- **Given passage**:

□ □ □

I don't have AC but my apartment lease covers unlimited water usage and the water is very cold. How can I best use this to cool my home?
I've searched around and mostly seen people create custom radiator builds attached to their water supply, but that's beyond my skill level and I'm not sure if linking it directly to the water supply via piping would violate the lease or not. Are there any solutions a bit more DIY that I could take advantage of?
Almost no matter how you do it, it's going to be a horrible waste of good drinking water to try to extract cooling from the temperature of the water. If you are in a dry climate, make a DIY swamp cooler. Otherwise shell out for a small AC unit.
Also; using your free lease-included water for stuff like that, is probably the quickest way to no longer have water included in your lease...
A swamp cooler would potentially be a solution; those could be used in conjunction with your ready access to water in order to keep your home cool! Sadly, this is not great for areas of the world which already have high levels of humidity in the air. I don't know if it would work well for you based on not knowing your climate. https://en.wikipedia.org/wiki/Evaporative_cooler
Dry air will allow more sweat to evaporate, providing the cooling effect right on your skin instead of in the air you blast at yourself. It's basically the better swamp cooler.
One of the best feelings in my life was returning to camp, consolidating coolers, and plunging my feet into the water in the leftover water in one of the coolers.

□ □ □

- **Collected data**:
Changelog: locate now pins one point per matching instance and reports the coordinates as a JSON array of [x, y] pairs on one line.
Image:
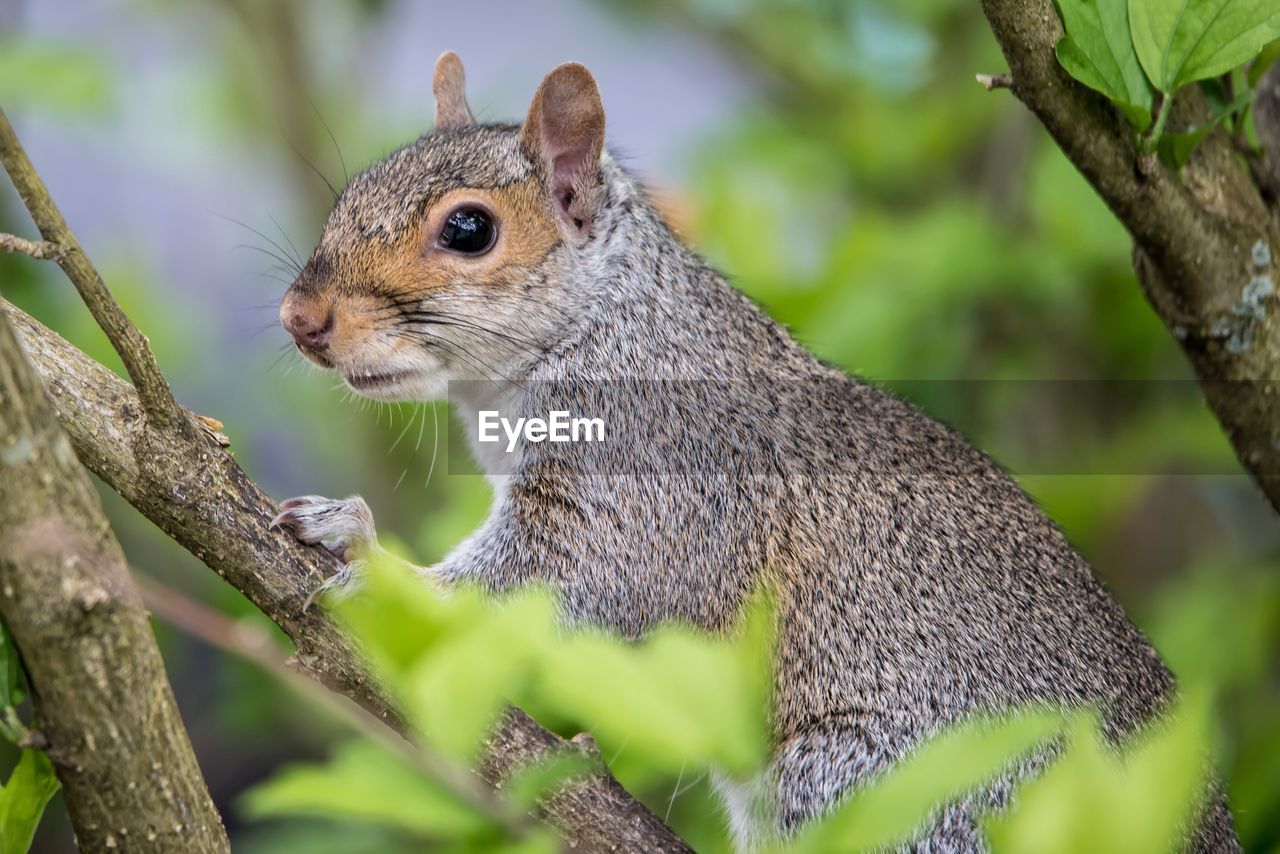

□ □ □

- **What you have to do**:
In the thread about cooling an apartment with cold tap water, what does the first reply suggest doing if you live in a dry climate? You won't need the material for this.

- **Result of this exercise**:
Make a DIY swamp cooler.